- _Source records_:
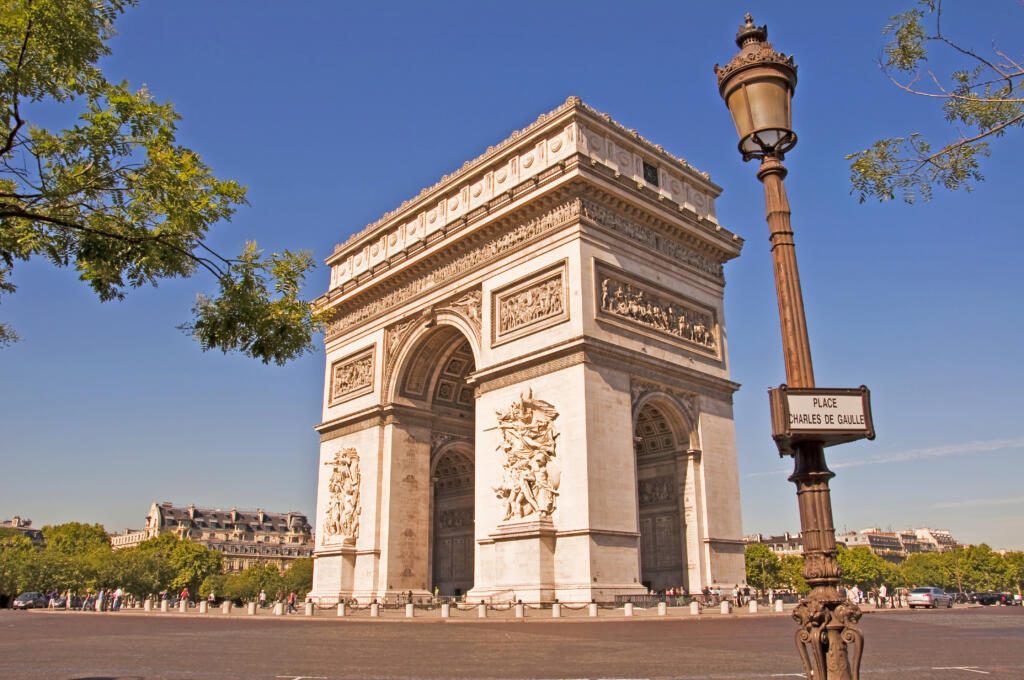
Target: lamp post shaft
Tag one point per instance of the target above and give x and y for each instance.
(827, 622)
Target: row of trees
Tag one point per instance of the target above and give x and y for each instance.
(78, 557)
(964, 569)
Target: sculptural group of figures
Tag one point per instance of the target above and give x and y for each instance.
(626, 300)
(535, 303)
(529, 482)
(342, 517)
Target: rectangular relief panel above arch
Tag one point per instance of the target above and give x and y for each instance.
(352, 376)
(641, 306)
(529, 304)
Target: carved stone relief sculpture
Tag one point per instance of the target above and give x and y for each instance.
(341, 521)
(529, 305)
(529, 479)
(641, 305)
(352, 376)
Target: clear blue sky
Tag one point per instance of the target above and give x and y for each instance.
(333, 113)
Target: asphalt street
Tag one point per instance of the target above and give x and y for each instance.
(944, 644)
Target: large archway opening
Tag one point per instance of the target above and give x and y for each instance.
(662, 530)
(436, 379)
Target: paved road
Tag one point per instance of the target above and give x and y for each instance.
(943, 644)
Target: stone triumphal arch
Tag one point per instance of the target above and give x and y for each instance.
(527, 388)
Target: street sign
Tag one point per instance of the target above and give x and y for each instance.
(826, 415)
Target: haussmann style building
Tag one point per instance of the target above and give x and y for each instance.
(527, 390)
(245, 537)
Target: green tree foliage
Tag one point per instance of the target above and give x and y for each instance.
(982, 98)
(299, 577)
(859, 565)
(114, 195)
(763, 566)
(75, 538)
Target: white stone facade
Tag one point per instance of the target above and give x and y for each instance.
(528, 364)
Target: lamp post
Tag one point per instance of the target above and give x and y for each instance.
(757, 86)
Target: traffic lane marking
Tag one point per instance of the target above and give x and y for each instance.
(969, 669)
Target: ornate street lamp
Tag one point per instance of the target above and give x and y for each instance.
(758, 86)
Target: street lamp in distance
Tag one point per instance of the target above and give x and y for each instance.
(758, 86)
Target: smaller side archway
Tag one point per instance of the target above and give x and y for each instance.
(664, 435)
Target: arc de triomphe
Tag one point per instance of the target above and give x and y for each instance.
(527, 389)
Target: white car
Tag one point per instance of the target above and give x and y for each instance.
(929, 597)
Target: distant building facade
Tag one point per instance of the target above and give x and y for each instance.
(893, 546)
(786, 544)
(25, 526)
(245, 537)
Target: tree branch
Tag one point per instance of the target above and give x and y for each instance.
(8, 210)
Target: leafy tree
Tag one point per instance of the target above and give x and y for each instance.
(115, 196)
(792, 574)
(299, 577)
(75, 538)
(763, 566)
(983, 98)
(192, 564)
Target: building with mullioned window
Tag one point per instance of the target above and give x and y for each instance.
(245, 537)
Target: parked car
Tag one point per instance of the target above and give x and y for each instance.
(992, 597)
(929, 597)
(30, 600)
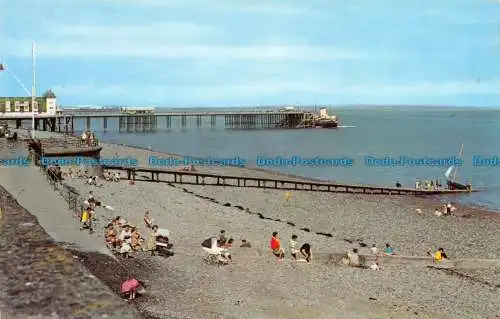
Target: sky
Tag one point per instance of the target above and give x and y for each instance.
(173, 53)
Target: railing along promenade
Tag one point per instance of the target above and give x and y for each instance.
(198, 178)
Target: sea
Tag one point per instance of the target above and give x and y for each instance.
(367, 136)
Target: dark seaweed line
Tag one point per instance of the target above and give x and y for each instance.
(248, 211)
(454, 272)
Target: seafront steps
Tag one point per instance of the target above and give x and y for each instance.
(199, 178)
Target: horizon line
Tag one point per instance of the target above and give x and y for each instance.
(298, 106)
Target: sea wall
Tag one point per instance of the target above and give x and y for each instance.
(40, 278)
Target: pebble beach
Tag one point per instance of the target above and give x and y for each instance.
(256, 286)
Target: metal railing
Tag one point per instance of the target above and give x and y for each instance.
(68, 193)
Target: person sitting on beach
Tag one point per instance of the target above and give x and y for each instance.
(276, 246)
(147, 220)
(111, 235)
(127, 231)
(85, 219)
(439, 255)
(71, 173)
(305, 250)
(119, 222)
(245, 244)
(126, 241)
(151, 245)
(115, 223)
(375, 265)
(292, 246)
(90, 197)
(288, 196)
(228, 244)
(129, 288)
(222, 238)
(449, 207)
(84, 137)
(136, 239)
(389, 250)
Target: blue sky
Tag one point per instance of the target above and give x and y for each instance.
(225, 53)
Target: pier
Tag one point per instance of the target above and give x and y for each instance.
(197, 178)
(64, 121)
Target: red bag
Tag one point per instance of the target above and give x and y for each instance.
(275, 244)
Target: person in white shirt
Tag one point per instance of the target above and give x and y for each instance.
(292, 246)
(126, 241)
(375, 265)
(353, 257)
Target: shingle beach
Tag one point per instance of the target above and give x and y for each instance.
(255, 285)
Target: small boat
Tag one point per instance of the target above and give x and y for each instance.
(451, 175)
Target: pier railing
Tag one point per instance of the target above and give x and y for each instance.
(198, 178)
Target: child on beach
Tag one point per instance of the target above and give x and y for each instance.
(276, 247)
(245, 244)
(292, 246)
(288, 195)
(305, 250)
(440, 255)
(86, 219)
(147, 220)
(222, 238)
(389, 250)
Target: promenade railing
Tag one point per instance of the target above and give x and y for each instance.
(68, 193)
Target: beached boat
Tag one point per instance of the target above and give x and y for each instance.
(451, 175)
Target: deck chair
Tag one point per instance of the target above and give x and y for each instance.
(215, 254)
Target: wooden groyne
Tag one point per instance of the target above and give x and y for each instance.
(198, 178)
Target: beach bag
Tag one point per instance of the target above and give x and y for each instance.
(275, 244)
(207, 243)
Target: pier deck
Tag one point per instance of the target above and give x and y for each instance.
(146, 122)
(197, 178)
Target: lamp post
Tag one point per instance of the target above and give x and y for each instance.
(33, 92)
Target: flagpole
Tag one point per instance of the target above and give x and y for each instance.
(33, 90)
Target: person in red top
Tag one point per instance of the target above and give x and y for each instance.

- _What the exercise asks_: Quote the stretch from the line containing "Target: person in red top" through the end of the material, both ends included, with nothing else.

- _Reply_:
Target: person in red top
Tag one point per instance of the target above and give x and y for each instance.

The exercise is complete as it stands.